● **Material provided**
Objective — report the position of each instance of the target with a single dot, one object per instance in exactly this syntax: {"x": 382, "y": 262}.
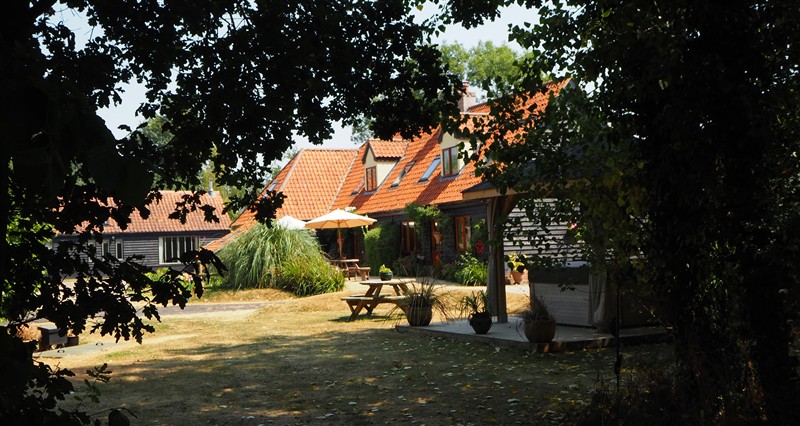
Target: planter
{"x": 481, "y": 322}
{"x": 540, "y": 331}
{"x": 419, "y": 316}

● **Problem details**
Write out the whole listing exactly, and drop the pictures.

● **Task output**
Objective — report the position of each instance of the target with a single dot, one object per instance in exactly this syntax: {"x": 382, "y": 262}.
Target: planter
{"x": 481, "y": 322}
{"x": 540, "y": 331}
{"x": 419, "y": 316}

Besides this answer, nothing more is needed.